Enunciado da tarefa: Dê continuidade ao texto sobre a autorização da vacina Sputnik V, começando logo após a última frase apresentada.

::: Texto de estudo :::

Torço para que as questões trazidas sejam esclarecidas e o produto seja autorizado. Mas, até lá, prefiro me guiar pela dúvida. Tão perigoso quanto a ingenuidade frente ao mito da neutralidade axiológica da ciência é a sobrepolitização da mesma, que lhe recusa seu espaço de autonomia relativa. Basta ver, pelo lado de lá da luta politica, o debate sobre a cloroquina e o tal tratamento precoce. Do lado de cá, não seria prudente adotarmos uma posição sobrepolitizante frente a uma dúvida dessa magnitude: a possibilidade de replicação de um vetor que, supostamente, seria não-replicante.
Essa cautela é o posicionamento que pessoas de renome e de claro compromisso ético no combate à pandemia e ao descaso do governo federal têm adotado, como o pesquisador Miguel Nicolelis. Ele tem alertado que, se nos afastarmos da arena científica, podemos ficar reféns, no futuro, de nossa ânsia, caso se comprove o questionamento da Anvisa. Se for demonstrado, por outro lado, que a decisão da Anvisa se sustenta em uma farsa montada para atender aos interesses políticos de Bolsonaro, a oposição terá mais uma prova robusta de sua ação genocida.
Uma palavra acerca da disputa política em torno da autorização emergencial da Sputnik V: além dos governadores de oposição, agentes políticos da base bolsonarista também têm pressionado pela aprovação da vacina russa. Alguns deles porque mantêm relação com o laboratório brasileiro com que o Instituto Gamaleya fará a parceria para a produção. Outros porque estão pressionados pela Comissão Parlamentar de Inquérito que investiga a responsabilidade do governo federal na pandemia, fator que, junto com a reabilitação política de Lula, empurrou Bolsonaro a abandonar o discurso anti-vacina. E outros, ainda, porque miram as eleições de 2022, quando o possível concorrente João Dória deverá construir sua narrativa a partir dos méritos do Instituto Butantã no desenvolvimento da Coronavac; ou seja, Bolsonaro teria que apresentar “sua vacina” e disputaria os louros da Sputnik V com os governadores.

::: Informações :::

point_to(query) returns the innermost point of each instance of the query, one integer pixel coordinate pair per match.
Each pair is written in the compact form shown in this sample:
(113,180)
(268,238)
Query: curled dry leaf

:::

Resposta da tarefa:
Em síntese, sem desconsiderar que a vacina russa já é usada em mais de 60 países (Argentina e México, por exemplo), que há uma campanha imperialista estadunidense aberta contra sua compra, que há uma tentativa explícita de aparelhamento da Anvisa pelo governo Bolsonaro, e, por fim, que a agência é permeável ao lobby, com amplo histórico de aprovação de agrotóxicos proibidos no resto do mundo, o mais sensato é assumir uma posição de precaução. A ausência de padronização na produção da vacina e o grave achado de que o vetor viral, que não deveria se replicar, poderia fazê-lo, exigem prudência até que mais informações sejam disponibilizadas.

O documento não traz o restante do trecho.